TASK OBJECTIVE: Extract every line of the listing below, copying each one exactly. Leave the pictures out of your answer.

Object detection data
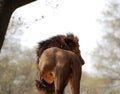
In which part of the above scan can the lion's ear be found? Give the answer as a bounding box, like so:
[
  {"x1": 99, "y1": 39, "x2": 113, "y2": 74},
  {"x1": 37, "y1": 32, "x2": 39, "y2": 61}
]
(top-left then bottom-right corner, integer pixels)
[{"x1": 65, "y1": 38, "x2": 75, "y2": 47}]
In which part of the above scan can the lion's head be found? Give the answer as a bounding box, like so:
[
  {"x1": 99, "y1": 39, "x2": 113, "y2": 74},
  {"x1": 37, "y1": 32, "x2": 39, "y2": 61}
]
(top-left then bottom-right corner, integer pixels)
[{"x1": 37, "y1": 34, "x2": 80, "y2": 64}]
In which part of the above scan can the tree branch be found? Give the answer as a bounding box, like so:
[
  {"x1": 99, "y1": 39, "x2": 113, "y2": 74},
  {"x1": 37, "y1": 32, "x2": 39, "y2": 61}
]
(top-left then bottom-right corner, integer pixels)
[{"x1": 0, "y1": 0, "x2": 36, "y2": 51}]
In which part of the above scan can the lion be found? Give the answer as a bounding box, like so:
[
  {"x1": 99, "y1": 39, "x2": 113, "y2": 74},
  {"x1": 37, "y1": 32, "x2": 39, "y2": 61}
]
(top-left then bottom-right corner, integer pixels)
[{"x1": 36, "y1": 34, "x2": 84, "y2": 94}]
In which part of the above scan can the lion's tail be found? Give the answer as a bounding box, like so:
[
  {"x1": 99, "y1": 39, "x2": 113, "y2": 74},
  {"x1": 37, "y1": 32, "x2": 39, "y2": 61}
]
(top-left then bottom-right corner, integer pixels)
[{"x1": 71, "y1": 60, "x2": 82, "y2": 94}]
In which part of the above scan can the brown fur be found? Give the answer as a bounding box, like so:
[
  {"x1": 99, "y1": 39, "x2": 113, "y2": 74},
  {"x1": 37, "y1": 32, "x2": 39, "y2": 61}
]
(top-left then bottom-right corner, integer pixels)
[
  {"x1": 36, "y1": 47, "x2": 84, "y2": 94},
  {"x1": 36, "y1": 34, "x2": 84, "y2": 94},
  {"x1": 37, "y1": 34, "x2": 80, "y2": 63}
]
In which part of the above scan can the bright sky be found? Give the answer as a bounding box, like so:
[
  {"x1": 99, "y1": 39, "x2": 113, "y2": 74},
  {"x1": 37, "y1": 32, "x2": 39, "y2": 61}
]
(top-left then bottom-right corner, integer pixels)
[{"x1": 13, "y1": 0, "x2": 106, "y2": 71}]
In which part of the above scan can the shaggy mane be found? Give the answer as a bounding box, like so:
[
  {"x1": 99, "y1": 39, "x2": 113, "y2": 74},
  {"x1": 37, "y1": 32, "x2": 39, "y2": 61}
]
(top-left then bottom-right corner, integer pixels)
[{"x1": 36, "y1": 34, "x2": 80, "y2": 63}]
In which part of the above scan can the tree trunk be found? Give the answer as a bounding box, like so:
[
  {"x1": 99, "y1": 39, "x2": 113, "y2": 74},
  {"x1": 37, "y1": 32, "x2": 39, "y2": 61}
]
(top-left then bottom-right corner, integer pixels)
[{"x1": 0, "y1": 0, "x2": 36, "y2": 51}]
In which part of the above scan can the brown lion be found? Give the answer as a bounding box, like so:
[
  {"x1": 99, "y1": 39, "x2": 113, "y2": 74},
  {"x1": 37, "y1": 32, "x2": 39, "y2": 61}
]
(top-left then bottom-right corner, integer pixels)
[{"x1": 36, "y1": 34, "x2": 84, "y2": 94}]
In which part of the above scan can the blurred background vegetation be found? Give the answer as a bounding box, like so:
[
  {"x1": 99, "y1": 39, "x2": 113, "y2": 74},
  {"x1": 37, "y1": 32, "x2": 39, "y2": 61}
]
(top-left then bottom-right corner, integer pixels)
[{"x1": 0, "y1": 0, "x2": 120, "y2": 94}]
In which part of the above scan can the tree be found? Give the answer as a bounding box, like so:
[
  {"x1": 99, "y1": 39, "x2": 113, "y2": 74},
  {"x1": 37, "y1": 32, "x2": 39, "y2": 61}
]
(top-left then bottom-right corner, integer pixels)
[
  {"x1": 92, "y1": 0, "x2": 120, "y2": 94},
  {"x1": 0, "y1": 0, "x2": 36, "y2": 50}
]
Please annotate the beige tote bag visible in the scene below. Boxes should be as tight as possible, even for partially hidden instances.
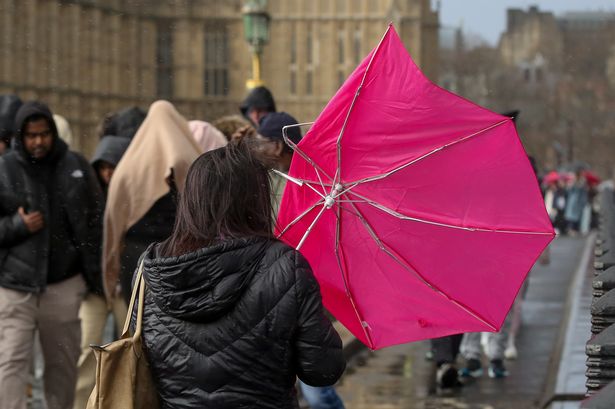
[86,261,160,409]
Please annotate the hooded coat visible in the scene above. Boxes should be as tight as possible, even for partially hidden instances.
[90,135,130,191]
[102,100,201,298]
[0,94,23,151]
[133,238,345,409]
[0,101,103,293]
[239,87,276,118]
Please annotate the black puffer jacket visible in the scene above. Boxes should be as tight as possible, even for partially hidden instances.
[0,102,103,292]
[138,238,345,409]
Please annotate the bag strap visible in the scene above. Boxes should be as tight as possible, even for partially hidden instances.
[121,257,145,338]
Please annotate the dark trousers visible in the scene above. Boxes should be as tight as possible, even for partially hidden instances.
[431,334,463,366]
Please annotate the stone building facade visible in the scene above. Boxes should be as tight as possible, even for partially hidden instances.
[0,0,438,154]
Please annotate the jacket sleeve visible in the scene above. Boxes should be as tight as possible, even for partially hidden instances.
[0,160,30,248]
[0,213,30,247]
[295,252,346,386]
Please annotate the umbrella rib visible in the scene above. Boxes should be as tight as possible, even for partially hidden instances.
[347,118,511,184]
[342,195,498,331]
[296,204,327,251]
[350,192,553,236]
[333,23,393,185]
[282,122,335,195]
[276,199,325,239]
[335,198,374,350]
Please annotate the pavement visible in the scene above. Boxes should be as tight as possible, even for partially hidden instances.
[29,236,593,409]
[337,236,593,409]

TASK RESPONSE:
In which part of the above scan can the lion's ear be found? Give the answer as a bounding box, like so:
[
  {"x1": 99, "y1": 39, "x2": 113, "y2": 74},
  {"x1": 37, "y1": 32, "x2": 39, "y2": 61}
]
(top-left then bottom-right corner, integer pixels)
[{"x1": 65, "y1": 38, "x2": 75, "y2": 47}]
In which part of the above scan can the lion's head be found? Give the answer as a bounding box, like so:
[
  {"x1": 99, "y1": 39, "x2": 113, "y2": 74},
  {"x1": 37, "y1": 32, "x2": 39, "y2": 61}
]
(top-left then bottom-right corner, integer pixels)
[{"x1": 37, "y1": 34, "x2": 80, "y2": 64}]
In which part of the above scan can the tree branch be found? Give the answer as a bounding box, like so:
[
  {"x1": 99, "y1": 39, "x2": 113, "y2": 74},
  {"x1": 37, "y1": 32, "x2": 39, "y2": 61}
]
(top-left then bottom-right corner, integer pixels)
[{"x1": 0, "y1": 0, "x2": 36, "y2": 51}]
In which part of the above scan can the lion be found? Give the answer as a bounding box, like so:
[
  {"x1": 99, "y1": 39, "x2": 113, "y2": 74},
  {"x1": 37, "y1": 32, "x2": 39, "y2": 61}
]
(top-left then bottom-right corner, integer pixels)
[{"x1": 36, "y1": 34, "x2": 84, "y2": 94}]
In which part of the above scan can the lion's tail be found? Give the answer as a bounding box, like so:
[
  {"x1": 99, "y1": 39, "x2": 113, "y2": 74},
  {"x1": 37, "y1": 32, "x2": 39, "y2": 61}
]
(top-left then bottom-right corner, integer pixels)
[{"x1": 71, "y1": 60, "x2": 82, "y2": 94}]
In which part of the above scan can the brown fur be found? Give the answer as a bounding box, like so:
[
  {"x1": 99, "y1": 39, "x2": 113, "y2": 74},
  {"x1": 37, "y1": 32, "x2": 39, "y2": 61}
]
(top-left then bottom-right corner, integer pixels)
[
  {"x1": 36, "y1": 47, "x2": 84, "y2": 94},
  {"x1": 36, "y1": 34, "x2": 84, "y2": 94},
  {"x1": 37, "y1": 34, "x2": 80, "y2": 63}
]
In which part of the above scan can the bright sky be found? Give the answer as a bounding box, like so:
[
  {"x1": 99, "y1": 39, "x2": 113, "y2": 74},
  {"x1": 37, "y1": 32, "x2": 39, "y2": 61}
]
(top-left then bottom-right corner, integer pixels)
[{"x1": 13, "y1": 0, "x2": 106, "y2": 71}]
In which part of the above scan can the shaggy mane be found? Give the answer as a bounding box, like so:
[
  {"x1": 99, "y1": 39, "x2": 113, "y2": 74},
  {"x1": 37, "y1": 32, "x2": 39, "y2": 61}
]
(top-left then bottom-right corner, integer pixels)
[{"x1": 36, "y1": 34, "x2": 80, "y2": 63}]
In which part of the above scan can the tree trunk be found? Give the answer as a bounding box, like so:
[
  {"x1": 99, "y1": 39, "x2": 113, "y2": 74},
  {"x1": 37, "y1": 32, "x2": 39, "y2": 61}
]
(top-left then bottom-right corner, integer pixels)
[{"x1": 0, "y1": 0, "x2": 36, "y2": 51}]
In which part of the above scan can the brown lion be found? Give the answer as a bounding box, like so:
[
  {"x1": 99, "y1": 39, "x2": 113, "y2": 74},
  {"x1": 37, "y1": 32, "x2": 39, "y2": 61}
]
(top-left then bottom-right corner, integer pixels)
[{"x1": 36, "y1": 34, "x2": 84, "y2": 94}]
In which part of the above scan can the blurred background vegetation be found? Give the answer as a bounding box, like so:
[
  {"x1": 99, "y1": 39, "x2": 113, "y2": 74},
  {"x1": 37, "y1": 32, "x2": 39, "y2": 61}
]
(top-left then bottom-right corner, integer pixels)
[{"x1": 0, "y1": 0, "x2": 120, "y2": 94}]
In which part of the above scan can the tree be found? Give the answer as a bounding box, like so:
[
  {"x1": 99, "y1": 39, "x2": 113, "y2": 74},
  {"x1": 37, "y1": 32, "x2": 39, "y2": 61}
]
(top-left then bottom-right corner, integer pixels)
[
  {"x1": 92, "y1": 0, "x2": 120, "y2": 94},
  {"x1": 0, "y1": 0, "x2": 36, "y2": 50}
]
Please annotate the beige tote bag visible in the scene below. Boxes should be as tight as possible, even for partially hidden instances.
[86,261,160,409]
Please annotate the hooded coat visible in the scene above. Boxes should be as tight as possible, even for partially hidden instances.
[90,135,130,191]
[102,100,201,298]
[0,94,23,151]
[133,238,345,409]
[0,101,103,293]
[239,87,276,118]
Please annotate the black puffer jacket visible in the scene above. Boxes should be as tight as possible, even for partially hidden instances.
[0,102,103,292]
[138,238,345,409]
Please annotate the bag strap visible in the scene above. Boxes should be as tight as possible, even for partially hidden instances.
[121,257,145,338]
Please annotate the dark trousers visible in the scene above. Boxes should be as tight as possible, even for partially hidden instances.
[431,334,463,366]
Please annotate the stone building facade visible in the scene above. Boxes should be as tight as possible, even for partially hidden instances.
[0,0,438,154]
Please annotate the jacket sleeve visible in the scene above. Boxes should be as tight as possible, even for partially hidden instances.
[0,160,30,248]
[0,213,30,247]
[295,252,346,386]
Please annotate the umbrella rib visible in the scene above. Boxes should be as tight as possible, even for partially hidden instances.
[347,118,511,184]
[342,195,498,331]
[296,204,327,251]
[350,192,553,236]
[333,23,393,185]
[282,122,335,195]
[276,199,325,239]
[335,198,374,350]
Please annotate the pavement visible in the scene above. Boxes should be as tight as possible, even for partially hidden instances.
[29,236,593,409]
[337,236,593,409]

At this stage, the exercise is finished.